> INFORMATION SHOWN:
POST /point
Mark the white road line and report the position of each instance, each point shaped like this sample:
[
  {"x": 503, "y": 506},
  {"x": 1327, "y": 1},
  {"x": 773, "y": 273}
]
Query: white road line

> WORK TO BE COMPLETED:
The full data, transcribed without change, is the expected answer.

> ANSWER AREA:
POST /point
Mark the white road line and report the position of each instance, each point shaped like this sample:
[
  {"x": 503, "y": 506},
  {"x": 1327, "y": 1},
  {"x": 773, "y": 273}
]
Query: white road line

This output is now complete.